> _TASK OBJECTIVE_
Write the entries out exactly, with the final line being the one containing "positive clicks: (140, 40)".
--
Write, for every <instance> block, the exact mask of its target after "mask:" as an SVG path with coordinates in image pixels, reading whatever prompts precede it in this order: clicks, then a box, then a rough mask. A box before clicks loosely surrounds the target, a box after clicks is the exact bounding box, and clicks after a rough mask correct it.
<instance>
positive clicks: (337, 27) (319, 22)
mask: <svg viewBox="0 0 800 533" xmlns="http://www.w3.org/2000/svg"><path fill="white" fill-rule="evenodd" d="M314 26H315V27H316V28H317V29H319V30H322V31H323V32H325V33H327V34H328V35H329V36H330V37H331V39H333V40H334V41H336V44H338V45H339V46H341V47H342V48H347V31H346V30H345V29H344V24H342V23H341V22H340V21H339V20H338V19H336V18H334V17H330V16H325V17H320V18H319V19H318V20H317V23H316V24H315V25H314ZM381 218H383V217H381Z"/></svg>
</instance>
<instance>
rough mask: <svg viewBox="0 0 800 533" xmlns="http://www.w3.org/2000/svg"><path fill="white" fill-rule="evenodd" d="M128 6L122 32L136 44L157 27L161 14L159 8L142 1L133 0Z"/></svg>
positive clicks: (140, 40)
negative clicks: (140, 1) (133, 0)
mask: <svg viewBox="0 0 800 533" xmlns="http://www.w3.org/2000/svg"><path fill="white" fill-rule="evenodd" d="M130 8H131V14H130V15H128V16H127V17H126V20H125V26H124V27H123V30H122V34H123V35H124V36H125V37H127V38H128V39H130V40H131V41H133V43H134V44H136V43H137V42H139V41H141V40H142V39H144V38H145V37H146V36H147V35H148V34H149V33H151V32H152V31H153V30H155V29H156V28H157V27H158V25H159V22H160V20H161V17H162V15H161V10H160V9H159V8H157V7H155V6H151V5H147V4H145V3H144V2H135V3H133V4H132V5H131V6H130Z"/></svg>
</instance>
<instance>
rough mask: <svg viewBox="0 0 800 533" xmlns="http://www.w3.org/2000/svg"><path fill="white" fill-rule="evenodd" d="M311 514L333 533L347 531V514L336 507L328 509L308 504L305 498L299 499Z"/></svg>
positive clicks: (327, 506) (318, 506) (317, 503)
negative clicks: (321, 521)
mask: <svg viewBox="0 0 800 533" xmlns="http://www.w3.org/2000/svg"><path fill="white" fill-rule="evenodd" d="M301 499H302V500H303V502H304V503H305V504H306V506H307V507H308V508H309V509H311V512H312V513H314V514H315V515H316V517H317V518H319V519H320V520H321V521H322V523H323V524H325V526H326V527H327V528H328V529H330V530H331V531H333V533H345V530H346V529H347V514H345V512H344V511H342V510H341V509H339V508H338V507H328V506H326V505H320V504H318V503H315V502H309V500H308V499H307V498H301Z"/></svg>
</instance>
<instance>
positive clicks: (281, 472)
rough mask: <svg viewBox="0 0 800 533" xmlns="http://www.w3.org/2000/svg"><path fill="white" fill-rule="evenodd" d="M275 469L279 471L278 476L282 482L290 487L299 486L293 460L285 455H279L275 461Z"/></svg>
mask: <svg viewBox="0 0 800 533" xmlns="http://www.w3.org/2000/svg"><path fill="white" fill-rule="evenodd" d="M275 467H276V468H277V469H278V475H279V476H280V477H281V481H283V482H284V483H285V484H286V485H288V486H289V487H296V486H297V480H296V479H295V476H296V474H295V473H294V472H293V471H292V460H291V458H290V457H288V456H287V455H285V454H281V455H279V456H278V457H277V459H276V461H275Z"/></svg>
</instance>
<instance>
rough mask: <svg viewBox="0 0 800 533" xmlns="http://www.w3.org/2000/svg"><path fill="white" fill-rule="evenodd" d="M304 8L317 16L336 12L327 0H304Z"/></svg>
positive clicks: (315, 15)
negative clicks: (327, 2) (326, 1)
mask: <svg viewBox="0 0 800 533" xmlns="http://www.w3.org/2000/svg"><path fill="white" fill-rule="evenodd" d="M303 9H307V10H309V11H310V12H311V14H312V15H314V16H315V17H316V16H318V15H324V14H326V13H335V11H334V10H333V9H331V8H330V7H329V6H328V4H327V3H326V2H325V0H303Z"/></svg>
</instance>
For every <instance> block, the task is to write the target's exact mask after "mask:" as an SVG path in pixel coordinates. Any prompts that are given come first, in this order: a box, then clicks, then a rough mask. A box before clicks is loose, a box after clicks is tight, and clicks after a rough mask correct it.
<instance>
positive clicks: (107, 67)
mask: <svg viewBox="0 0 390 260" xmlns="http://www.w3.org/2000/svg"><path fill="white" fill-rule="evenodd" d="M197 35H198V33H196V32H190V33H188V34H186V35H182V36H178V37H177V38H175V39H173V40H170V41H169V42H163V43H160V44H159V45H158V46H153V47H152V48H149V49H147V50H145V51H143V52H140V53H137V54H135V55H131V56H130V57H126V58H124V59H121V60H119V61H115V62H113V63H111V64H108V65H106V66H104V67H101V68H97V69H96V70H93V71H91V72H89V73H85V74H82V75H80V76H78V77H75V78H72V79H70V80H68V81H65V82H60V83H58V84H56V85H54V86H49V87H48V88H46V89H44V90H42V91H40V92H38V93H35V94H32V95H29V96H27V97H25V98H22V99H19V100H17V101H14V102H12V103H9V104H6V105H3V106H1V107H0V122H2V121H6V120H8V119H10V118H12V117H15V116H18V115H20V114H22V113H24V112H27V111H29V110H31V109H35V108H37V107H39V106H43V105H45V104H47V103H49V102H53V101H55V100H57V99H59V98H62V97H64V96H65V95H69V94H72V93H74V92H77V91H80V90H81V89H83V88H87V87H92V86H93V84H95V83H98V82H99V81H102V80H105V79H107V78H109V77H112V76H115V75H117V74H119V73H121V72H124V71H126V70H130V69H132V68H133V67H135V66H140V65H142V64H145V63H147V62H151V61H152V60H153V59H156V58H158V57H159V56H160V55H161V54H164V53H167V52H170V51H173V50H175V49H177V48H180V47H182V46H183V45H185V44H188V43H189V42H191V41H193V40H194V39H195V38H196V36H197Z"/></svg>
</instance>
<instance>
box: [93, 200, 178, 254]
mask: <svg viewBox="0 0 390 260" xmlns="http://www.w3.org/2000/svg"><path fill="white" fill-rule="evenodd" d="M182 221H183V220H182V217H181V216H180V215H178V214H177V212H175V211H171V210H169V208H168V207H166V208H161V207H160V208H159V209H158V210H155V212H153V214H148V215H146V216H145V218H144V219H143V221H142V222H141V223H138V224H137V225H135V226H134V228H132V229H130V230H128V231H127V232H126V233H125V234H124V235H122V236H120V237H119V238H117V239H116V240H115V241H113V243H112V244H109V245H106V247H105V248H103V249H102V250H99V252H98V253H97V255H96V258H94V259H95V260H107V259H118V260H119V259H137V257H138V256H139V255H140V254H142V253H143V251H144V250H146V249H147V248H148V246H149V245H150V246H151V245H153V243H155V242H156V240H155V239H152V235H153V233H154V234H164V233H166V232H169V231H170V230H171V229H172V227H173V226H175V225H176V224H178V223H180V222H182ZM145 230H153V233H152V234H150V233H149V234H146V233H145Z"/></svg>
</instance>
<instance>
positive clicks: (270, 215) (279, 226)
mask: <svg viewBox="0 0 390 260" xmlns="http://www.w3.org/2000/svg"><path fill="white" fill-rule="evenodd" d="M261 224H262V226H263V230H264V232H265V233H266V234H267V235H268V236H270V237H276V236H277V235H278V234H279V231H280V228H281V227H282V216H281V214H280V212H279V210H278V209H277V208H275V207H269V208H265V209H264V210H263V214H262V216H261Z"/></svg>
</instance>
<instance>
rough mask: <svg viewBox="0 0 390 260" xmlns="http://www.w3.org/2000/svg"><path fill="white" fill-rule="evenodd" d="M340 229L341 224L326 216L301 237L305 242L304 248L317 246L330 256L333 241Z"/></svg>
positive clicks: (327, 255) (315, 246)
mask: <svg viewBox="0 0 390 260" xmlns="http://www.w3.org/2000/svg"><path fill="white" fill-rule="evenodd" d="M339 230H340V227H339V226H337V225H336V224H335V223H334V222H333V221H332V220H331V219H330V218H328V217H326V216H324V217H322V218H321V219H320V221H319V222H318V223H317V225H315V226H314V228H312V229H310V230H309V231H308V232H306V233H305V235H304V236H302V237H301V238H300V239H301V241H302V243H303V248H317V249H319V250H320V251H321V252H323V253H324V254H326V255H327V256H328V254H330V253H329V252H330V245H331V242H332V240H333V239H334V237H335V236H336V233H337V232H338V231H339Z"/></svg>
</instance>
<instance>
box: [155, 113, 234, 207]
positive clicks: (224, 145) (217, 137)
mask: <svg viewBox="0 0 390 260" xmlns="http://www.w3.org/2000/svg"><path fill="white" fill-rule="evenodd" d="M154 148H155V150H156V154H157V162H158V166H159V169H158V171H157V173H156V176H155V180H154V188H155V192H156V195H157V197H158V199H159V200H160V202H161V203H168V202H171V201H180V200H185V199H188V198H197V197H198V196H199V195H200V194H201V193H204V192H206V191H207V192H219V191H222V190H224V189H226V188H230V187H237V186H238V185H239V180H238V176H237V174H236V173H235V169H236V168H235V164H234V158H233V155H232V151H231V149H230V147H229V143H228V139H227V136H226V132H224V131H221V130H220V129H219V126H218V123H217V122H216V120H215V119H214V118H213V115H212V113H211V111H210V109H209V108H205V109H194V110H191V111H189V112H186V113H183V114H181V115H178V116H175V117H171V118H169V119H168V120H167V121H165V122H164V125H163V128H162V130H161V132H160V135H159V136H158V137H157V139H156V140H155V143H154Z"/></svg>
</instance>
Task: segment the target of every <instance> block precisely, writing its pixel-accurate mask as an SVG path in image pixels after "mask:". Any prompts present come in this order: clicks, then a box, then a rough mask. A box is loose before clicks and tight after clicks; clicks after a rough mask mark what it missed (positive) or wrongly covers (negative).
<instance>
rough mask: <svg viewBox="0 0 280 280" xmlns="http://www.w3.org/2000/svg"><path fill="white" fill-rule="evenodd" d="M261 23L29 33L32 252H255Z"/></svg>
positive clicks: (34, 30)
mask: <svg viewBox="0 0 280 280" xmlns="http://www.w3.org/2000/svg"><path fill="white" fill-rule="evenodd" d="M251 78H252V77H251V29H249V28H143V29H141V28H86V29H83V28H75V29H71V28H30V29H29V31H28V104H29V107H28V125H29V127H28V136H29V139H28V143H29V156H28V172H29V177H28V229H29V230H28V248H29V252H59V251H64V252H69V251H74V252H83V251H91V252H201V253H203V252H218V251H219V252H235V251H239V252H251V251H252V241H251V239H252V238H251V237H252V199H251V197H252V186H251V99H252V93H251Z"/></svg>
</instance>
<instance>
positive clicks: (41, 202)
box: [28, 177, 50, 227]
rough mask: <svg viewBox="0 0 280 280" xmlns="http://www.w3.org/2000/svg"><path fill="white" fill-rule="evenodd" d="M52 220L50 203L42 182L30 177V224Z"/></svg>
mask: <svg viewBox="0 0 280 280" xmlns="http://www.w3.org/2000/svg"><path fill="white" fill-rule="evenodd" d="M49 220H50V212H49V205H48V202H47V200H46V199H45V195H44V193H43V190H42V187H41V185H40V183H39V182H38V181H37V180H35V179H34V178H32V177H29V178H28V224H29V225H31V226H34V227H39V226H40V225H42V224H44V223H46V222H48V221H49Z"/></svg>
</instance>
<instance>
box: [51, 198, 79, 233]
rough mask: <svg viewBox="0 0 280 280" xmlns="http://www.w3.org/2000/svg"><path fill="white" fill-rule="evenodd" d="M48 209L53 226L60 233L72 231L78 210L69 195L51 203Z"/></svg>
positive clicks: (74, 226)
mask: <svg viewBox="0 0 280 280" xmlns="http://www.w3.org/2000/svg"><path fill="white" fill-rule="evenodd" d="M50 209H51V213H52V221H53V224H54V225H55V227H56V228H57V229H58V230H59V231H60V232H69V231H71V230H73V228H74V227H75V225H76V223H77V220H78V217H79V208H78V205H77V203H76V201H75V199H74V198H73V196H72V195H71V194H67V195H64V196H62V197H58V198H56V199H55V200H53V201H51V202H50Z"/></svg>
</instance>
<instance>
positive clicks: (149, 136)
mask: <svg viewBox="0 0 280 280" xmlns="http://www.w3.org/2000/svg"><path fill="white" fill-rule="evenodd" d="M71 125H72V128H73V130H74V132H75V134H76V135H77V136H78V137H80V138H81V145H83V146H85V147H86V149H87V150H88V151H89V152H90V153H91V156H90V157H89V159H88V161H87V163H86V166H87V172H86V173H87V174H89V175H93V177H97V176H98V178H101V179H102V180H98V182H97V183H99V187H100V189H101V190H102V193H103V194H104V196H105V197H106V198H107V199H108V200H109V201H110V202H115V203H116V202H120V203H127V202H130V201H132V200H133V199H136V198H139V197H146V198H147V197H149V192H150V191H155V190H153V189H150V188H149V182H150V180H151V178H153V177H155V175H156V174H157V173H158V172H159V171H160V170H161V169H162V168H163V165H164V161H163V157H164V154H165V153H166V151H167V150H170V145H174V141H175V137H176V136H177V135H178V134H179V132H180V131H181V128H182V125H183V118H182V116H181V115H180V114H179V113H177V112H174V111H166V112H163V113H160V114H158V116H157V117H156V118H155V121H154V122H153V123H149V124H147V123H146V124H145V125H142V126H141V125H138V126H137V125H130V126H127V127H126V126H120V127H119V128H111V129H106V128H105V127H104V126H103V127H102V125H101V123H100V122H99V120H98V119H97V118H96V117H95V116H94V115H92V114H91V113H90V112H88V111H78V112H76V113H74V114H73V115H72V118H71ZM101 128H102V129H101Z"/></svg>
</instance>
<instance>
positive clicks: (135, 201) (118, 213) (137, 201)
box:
--
> _RESULT FOR THIS TASK_
Write, for every <instance> block, the exact mask of its target after "mask:" as an SVG path with coordinates in image pixels, reading whatever prompts precede it in this order: clicks, then a box, then a rough mask. A box before clicks loosely surrounds the target, a box after clicks is the exact bounding box, and clicks after a rough mask correct it.
<instance>
positive clicks: (337, 27) (319, 22)
mask: <svg viewBox="0 0 800 533" xmlns="http://www.w3.org/2000/svg"><path fill="white" fill-rule="evenodd" d="M314 26H315V27H316V28H317V29H319V30H322V31H323V32H325V33H327V34H328V35H329V36H330V37H331V39H333V40H334V41H336V44H338V45H339V46H341V47H342V48H347V31H346V30H345V29H344V24H342V23H341V22H340V21H339V20H338V19H336V18H334V17H330V16H325V17H320V18H319V19H318V20H317V23H316V24H315V25H314ZM381 218H383V217H381Z"/></svg>
</instance>
<instance>
rough mask: <svg viewBox="0 0 800 533" xmlns="http://www.w3.org/2000/svg"><path fill="white" fill-rule="evenodd" d="M128 6L122 32L136 44L157 27L161 14L159 8L142 1L133 0Z"/></svg>
positive clicks: (140, 40)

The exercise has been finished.